(Enunciado): Extraia cada linha em que aparece a palavra "leather".

(Linhas fornecidas):
=======

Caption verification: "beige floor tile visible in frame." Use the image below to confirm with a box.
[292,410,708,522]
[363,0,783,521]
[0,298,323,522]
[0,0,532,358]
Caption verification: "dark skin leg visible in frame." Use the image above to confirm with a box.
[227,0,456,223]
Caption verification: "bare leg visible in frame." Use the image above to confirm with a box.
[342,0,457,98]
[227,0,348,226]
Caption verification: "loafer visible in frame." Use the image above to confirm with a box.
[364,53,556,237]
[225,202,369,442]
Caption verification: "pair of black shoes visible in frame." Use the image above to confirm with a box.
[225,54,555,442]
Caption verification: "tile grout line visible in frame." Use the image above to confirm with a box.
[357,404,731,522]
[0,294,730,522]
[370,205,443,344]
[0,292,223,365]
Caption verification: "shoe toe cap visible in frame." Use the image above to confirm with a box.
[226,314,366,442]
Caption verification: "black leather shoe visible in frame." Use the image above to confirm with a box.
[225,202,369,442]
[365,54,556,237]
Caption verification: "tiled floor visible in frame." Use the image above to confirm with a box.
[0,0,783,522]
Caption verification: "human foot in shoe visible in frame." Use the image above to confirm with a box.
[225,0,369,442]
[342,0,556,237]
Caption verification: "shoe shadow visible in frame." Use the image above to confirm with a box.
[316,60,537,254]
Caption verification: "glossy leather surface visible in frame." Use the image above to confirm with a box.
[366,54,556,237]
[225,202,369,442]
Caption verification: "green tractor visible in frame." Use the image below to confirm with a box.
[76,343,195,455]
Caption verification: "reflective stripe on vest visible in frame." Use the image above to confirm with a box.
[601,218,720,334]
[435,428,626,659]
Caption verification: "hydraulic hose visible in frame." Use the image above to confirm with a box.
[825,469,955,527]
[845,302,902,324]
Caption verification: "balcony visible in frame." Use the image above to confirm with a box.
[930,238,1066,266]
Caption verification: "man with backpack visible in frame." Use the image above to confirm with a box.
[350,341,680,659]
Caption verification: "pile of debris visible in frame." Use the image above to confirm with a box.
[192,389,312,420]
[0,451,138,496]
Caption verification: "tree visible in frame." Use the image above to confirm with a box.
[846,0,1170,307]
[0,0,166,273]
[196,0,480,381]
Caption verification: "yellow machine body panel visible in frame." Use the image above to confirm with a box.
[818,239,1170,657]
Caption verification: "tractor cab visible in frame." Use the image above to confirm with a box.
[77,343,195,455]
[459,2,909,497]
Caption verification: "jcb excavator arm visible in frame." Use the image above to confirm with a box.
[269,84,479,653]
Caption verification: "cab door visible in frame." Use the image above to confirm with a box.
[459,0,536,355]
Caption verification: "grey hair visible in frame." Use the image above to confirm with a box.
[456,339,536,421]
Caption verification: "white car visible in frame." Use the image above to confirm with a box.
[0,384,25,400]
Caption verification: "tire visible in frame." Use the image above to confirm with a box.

=======

(Resposta):
Caption verification: "black leather shoe visible in frame." Use the image above to confirm with a box.
Caption verification: "glossy leather surface visible in frame." Use the image above to confirm with a box.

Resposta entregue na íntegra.